*SUPPLIED RECORDS:*
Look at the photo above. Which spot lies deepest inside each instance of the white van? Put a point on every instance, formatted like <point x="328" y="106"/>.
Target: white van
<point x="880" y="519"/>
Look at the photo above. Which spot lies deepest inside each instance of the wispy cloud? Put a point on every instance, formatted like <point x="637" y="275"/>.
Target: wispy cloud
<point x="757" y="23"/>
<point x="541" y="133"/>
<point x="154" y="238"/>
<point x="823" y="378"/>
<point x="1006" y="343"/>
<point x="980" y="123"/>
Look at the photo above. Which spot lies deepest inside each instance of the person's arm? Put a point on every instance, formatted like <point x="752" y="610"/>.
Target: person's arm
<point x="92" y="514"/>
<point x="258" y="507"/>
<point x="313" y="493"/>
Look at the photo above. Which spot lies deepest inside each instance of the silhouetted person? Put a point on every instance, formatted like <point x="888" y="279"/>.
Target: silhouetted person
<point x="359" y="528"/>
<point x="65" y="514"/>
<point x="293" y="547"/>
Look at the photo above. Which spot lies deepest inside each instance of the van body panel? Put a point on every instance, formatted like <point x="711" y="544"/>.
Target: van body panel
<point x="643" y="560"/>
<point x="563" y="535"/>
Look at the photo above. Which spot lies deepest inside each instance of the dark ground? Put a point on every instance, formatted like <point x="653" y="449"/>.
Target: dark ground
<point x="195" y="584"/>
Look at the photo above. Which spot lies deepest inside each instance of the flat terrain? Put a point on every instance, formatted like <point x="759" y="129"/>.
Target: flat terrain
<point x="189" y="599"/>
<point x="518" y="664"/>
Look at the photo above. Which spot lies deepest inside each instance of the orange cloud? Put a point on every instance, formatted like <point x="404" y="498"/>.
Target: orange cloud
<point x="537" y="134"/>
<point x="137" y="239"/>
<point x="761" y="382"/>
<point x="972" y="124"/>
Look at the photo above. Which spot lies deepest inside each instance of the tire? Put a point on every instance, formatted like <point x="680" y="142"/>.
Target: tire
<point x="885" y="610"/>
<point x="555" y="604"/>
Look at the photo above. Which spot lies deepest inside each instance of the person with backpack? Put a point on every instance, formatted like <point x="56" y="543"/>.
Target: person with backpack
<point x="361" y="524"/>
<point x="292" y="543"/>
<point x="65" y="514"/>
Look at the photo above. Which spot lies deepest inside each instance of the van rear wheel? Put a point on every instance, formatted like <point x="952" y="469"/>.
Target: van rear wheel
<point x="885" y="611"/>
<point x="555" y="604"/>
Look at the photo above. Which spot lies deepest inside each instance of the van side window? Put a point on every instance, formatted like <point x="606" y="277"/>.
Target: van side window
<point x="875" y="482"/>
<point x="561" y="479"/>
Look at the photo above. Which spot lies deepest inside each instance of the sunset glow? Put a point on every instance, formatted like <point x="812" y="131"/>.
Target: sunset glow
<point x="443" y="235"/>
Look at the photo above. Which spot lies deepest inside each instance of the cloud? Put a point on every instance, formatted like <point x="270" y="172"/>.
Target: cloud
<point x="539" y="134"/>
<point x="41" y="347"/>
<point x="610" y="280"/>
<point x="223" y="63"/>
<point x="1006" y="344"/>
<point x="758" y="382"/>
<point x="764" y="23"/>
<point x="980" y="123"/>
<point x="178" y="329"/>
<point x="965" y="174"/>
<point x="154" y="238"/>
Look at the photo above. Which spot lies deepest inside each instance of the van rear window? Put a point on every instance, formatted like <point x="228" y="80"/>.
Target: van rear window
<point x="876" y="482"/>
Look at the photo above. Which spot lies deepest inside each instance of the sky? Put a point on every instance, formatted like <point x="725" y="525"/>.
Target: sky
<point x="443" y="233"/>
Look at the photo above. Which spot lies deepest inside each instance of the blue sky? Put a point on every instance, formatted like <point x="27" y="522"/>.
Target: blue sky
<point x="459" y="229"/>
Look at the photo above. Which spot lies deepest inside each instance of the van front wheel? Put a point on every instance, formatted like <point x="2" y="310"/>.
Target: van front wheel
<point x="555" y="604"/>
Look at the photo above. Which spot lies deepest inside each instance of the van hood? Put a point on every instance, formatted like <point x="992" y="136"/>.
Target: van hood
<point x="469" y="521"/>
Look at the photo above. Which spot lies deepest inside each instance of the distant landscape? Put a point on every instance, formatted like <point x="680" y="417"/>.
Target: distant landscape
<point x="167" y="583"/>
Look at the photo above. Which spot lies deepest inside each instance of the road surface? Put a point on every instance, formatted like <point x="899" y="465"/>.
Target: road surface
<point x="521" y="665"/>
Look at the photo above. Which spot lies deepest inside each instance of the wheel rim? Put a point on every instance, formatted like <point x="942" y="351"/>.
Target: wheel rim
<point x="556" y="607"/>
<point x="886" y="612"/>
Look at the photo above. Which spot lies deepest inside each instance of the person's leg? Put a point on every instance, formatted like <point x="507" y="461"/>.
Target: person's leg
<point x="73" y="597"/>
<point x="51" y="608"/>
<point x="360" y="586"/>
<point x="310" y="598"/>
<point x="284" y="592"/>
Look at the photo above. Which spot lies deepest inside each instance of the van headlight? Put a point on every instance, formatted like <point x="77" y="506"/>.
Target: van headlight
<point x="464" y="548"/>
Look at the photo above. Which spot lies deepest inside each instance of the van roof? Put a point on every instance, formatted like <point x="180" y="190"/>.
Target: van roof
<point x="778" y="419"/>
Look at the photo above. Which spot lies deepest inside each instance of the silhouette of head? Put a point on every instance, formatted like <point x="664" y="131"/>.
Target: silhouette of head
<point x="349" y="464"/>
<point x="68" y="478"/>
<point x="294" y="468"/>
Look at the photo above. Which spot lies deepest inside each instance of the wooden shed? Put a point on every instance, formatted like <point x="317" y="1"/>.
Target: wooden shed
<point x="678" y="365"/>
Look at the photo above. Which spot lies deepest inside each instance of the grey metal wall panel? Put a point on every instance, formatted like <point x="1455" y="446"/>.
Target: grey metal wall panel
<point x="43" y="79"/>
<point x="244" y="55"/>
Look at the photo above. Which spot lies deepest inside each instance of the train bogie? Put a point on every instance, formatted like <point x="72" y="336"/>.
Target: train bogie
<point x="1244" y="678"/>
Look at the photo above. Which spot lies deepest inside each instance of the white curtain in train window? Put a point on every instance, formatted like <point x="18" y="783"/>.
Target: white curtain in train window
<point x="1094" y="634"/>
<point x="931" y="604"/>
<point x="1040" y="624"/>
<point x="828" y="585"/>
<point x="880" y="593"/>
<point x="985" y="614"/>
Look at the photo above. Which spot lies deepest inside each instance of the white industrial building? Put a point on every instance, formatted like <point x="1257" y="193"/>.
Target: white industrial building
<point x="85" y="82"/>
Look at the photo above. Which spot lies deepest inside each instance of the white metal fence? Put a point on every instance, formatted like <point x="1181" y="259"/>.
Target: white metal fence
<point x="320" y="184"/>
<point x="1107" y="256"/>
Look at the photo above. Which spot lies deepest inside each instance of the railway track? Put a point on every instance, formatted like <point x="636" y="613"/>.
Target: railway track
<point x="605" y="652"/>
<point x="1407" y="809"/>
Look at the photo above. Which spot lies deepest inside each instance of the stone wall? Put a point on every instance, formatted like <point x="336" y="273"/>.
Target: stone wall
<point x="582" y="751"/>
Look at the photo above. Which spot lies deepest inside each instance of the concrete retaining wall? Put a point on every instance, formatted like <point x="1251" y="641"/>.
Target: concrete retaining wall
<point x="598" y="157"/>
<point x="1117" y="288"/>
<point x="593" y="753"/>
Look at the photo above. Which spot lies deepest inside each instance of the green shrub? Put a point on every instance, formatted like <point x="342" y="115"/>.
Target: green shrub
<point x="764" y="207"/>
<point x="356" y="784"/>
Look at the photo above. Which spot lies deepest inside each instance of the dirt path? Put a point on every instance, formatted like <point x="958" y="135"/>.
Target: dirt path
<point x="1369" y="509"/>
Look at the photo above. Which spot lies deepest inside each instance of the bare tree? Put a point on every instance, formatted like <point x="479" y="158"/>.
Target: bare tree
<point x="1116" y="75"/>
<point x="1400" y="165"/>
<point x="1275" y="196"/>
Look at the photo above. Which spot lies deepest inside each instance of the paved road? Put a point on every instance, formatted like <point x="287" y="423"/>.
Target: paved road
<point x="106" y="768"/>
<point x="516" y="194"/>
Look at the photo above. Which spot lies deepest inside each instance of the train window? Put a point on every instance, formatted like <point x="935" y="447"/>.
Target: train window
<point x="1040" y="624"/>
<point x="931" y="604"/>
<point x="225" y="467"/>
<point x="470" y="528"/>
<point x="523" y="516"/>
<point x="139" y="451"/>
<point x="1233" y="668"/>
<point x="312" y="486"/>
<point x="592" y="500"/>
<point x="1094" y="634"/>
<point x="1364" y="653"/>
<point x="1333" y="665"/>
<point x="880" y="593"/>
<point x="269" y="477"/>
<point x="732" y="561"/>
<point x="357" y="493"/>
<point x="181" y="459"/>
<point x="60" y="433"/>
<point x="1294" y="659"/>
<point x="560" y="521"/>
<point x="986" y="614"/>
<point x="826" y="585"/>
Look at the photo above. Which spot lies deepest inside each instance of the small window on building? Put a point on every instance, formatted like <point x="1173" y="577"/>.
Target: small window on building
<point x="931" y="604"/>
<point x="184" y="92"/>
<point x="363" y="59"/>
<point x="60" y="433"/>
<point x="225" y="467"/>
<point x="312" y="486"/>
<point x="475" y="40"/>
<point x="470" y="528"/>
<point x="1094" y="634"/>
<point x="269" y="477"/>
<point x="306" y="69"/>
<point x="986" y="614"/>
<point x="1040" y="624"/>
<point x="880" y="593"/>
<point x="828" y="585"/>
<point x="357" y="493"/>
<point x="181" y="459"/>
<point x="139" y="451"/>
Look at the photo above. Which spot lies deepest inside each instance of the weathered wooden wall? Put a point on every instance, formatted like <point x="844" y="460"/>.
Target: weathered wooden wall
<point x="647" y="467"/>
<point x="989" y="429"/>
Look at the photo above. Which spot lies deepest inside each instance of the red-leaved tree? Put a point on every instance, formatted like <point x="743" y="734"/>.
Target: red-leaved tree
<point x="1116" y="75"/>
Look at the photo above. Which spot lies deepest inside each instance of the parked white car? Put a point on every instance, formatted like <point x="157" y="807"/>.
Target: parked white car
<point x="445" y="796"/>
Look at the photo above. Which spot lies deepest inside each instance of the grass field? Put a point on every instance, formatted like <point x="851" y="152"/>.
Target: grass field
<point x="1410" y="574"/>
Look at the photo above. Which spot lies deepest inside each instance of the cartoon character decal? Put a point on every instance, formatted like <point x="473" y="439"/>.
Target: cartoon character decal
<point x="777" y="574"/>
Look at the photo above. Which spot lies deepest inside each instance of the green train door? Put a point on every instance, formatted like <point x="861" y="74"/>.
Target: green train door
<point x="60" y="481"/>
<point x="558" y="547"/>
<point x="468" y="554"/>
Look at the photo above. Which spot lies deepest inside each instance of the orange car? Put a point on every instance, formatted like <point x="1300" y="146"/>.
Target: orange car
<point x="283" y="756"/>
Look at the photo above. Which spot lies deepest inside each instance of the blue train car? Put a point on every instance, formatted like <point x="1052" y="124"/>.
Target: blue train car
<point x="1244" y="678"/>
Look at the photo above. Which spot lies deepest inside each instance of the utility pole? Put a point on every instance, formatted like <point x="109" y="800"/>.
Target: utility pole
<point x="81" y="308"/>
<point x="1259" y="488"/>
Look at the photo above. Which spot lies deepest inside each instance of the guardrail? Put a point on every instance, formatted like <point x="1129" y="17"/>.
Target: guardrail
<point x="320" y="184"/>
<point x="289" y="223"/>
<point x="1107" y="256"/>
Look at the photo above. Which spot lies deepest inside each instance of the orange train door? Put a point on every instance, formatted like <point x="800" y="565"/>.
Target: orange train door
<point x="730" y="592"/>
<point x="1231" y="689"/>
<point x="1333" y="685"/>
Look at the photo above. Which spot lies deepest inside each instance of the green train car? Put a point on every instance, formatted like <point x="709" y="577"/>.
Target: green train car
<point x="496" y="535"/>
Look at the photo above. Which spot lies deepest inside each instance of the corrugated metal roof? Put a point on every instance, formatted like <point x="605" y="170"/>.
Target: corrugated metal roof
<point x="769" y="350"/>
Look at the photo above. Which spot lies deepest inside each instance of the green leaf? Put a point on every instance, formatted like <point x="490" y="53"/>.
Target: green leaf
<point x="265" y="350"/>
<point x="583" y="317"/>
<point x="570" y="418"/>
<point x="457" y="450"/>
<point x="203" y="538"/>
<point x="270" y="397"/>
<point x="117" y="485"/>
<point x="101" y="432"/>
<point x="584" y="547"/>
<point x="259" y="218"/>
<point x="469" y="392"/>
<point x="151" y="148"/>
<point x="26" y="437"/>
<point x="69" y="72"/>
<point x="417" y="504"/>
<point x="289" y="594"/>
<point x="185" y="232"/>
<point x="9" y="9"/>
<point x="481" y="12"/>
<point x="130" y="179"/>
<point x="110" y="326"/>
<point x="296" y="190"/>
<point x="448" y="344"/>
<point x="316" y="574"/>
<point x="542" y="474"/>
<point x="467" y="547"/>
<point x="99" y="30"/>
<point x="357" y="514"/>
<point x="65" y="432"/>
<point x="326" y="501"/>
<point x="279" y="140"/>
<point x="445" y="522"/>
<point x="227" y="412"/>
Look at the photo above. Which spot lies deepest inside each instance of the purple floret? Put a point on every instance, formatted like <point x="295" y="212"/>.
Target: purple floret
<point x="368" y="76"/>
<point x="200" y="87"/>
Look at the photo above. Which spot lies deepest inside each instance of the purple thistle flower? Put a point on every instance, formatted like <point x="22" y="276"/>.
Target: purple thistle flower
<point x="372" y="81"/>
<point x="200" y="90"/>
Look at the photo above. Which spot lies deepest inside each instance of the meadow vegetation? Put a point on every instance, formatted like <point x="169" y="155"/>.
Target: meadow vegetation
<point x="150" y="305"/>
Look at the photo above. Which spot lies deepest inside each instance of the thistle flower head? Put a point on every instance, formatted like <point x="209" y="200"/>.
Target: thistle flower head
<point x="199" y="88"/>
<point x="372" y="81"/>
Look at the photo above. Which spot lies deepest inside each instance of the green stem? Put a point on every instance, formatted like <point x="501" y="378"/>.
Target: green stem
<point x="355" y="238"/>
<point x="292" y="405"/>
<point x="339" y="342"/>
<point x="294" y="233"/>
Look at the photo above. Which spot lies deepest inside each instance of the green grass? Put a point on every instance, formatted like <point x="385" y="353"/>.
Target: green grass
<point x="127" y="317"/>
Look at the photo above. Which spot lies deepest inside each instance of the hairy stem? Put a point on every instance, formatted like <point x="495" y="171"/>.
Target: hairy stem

*TASK TO COMPLETE:* Look above for the line that holds "the purple floret?", then copy it and each line after it exactly, through the last line of the data.

*RESULT FOR THIS EXERCISE:*
Look at the photo above. Which spot lies deepest inside each instance of the purple floret? Put a point on every instance, formatted like <point x="295" y="212"/>.
Target: purple floret
<point x="368" y="76"/>
<point x="200" y="87"/>
Look at the photo above. Which spot lies deepest inside each instance of the purple thistle flower? Put a point on every instance, formatted like <point x="22" y="276"/>.
Target: purple thistle flower
<point x="372" y="81"/>
<point x="200" y="90"/>
Look at the photo above. Which spot lies deepest inside each instance of the meadow vegetation? Put a point on every instance, formatted like <point x="169" y="155"/>.
Target: meadow vegetation
<point x="150" y="305"/>
Look at the photo above. Which spot lies deepest inside each instance of the thistle flower head? Put a point on every instance, formatted like <point x="209" y="200"/>.
Target: thistle flower head
<point x="199" y="88"/>
<point x="372" y="81"/>
Look at the photo above. Which spot lies deepest inside each instance of the green stem? Put a point on every instance, formatted like <point x="501" y="378"/>.
Target: green stem
<point x="355" y="238"/>
<point x="292" y="405"/>
<point x="339" y="342"/>
<point x="294" y="233"/>
Look at the photo above. Which spot lies deepest inside each instance of the green grass? Put a point on every instance, formatted like <point x="385" y="353"/>.
Target: green grass
<point x="127" y="317"/>
Look at the photo above. Which spot lies deepest inside each instance of the hairy stem? Put a point on every instance, formatted like <point x="495" y="171"/>.
Target: hairy stem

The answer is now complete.